### SOURCE EXTRACT
[start]
CODEWITHSUNDEEP
c++c++11
quant
quant

Reputation: 23052

How do I create a vector of object values from a vector of object pointers?

The "naive" solution is;

std::vector<T> vector_of_objects;
vector_of_objects.reserve(vector_of_pointers.size());
for (T const * p : vector_of_pointers)
    vector_of_objects.push_back(*p);

The above seems cumbersome and perhaps not immediately obvious.

Is there a solution that is at least not significantly less efficient and perhaps a little quicker and more intuitive? I'm thinking C++11 might have a solution that I am not aware of...

Upvotes: 5

Views: 329

Answers (6)

masoud
masoud

Reputation: 56479

Does writing everything in one line mean shorter code? No.

In my opinion these two lines are shorter and more readable:

for (auto p : vector_of_pointers)

    vector_of_objects.emplace_back(*p);

 

Function std::for_each is not shorter than ranged-based loop, sometime it's bigger due to passing lambda expressions.

Function std::transform is even longer than std::for_each, however the word transform is an advantage to find out what's happening in the following.

Upvotes: 8

Jerry Coffin
Jerry Coffin

Reputation: 490128

It seems to me that the real question is whether you're doing this often enough for it to be worth writing extra code in one place to clean up the code in the other places.
[end]
### DIRECTIONS FOR THIS TASK
In the forum thread about building a vector of objects from a vector of pointers, list every member function called on a vector in the code snippets. The data after this text isn't needed for anything.

### STORED ROWS
[start]
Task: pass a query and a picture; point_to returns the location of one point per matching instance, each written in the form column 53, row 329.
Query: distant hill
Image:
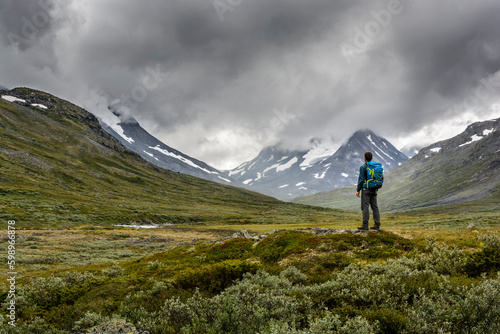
column 58, row 167
column 287, row 174
column 130, row 133
column 463, row 169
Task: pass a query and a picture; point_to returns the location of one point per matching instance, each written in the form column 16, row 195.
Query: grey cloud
column 265, row 56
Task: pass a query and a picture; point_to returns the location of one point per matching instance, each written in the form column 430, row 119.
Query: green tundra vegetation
column 407, row 281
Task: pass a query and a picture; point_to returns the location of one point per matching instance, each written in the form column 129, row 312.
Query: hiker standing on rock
column 369, row 182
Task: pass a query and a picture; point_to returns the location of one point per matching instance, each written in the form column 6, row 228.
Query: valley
column 72, row 189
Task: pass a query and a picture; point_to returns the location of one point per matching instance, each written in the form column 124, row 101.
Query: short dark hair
column 368, row 156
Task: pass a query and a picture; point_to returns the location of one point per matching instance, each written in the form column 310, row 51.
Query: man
column 368, row 197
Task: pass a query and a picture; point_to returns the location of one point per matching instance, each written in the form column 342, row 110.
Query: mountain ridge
column 461, row 169
column 287, row 174
column 136, row 138
column 58, row 167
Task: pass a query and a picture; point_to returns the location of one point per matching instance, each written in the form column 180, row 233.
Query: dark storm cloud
column 24, row 23
column 239, row 72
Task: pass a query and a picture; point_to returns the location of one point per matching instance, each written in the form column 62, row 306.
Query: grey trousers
column 369, row 199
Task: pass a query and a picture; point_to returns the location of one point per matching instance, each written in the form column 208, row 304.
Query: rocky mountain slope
column 58, row 167
column 462, row 169
column 130, row 133
column 285, row 174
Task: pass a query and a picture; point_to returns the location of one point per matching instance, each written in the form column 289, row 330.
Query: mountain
column 59, row 167
column 287, row 174
column 130, row 133
column 462, row 169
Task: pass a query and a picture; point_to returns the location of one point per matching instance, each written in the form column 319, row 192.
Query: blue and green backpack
column 374, row 175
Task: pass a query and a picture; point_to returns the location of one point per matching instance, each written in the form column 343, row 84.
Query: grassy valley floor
column 181, row 278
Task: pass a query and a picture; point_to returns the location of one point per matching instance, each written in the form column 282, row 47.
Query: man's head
column 368, row 156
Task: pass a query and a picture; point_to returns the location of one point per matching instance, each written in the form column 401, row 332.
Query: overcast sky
column 219, row 80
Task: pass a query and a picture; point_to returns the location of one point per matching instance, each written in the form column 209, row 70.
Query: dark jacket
column 362, row 177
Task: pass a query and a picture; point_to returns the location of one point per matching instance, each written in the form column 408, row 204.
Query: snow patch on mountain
column 181, row 158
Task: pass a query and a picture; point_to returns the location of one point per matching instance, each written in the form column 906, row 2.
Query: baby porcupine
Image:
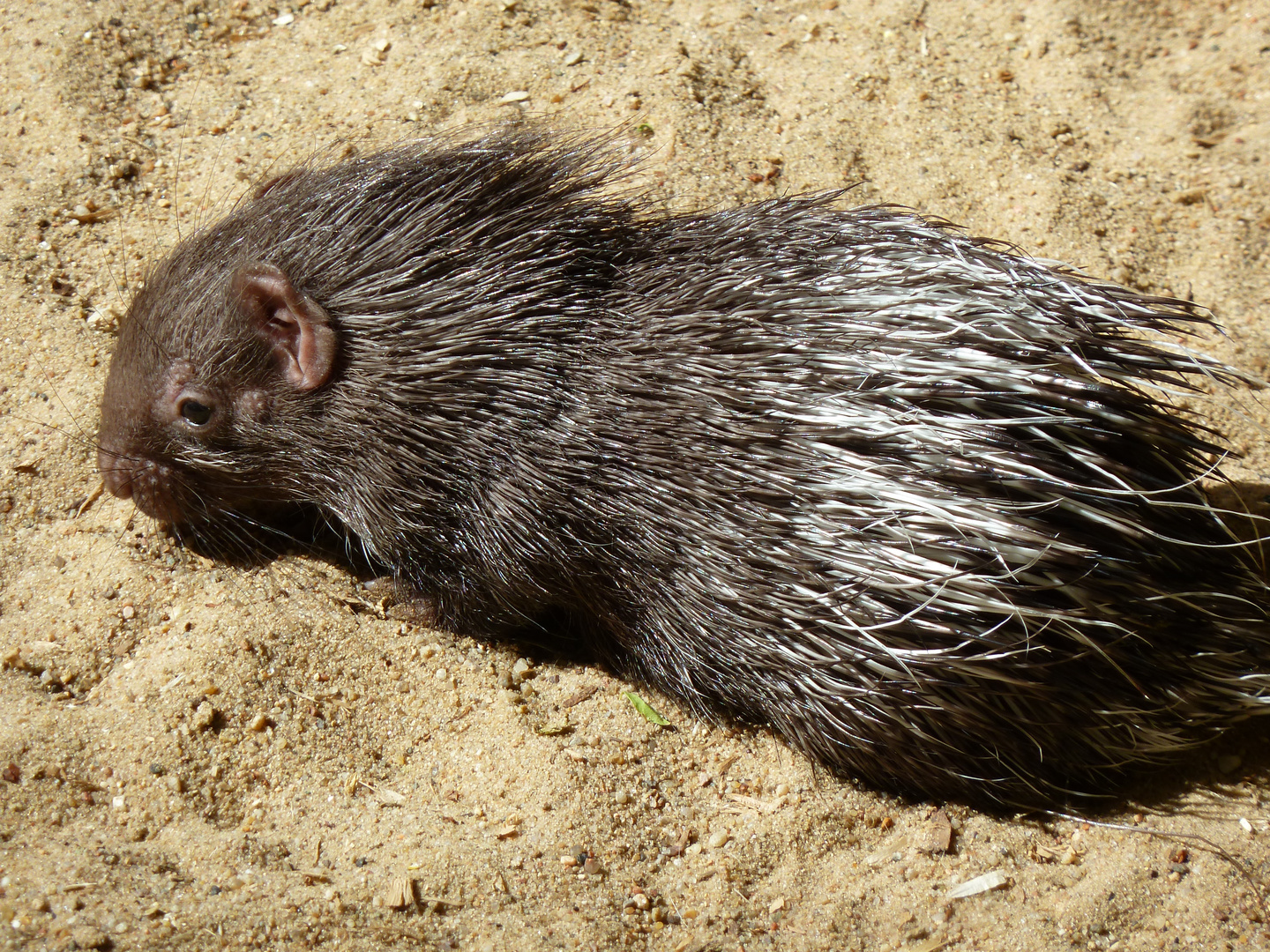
column 912, row 499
[end]
### RESPONSE
- reserve
- size
- push_back
- emplace_back